Prompt:
Exact repetition of the data is the whole task.

(Point-per-instance localization data)
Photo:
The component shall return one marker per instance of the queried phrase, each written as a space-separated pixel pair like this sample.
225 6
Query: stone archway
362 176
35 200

Response for this exercise:
Photo:
The component shall return one marker per instance of the queried phrase, each written as a space-separated pixel pair like this sample.
225 6
Query: stone archway
362 176
35 200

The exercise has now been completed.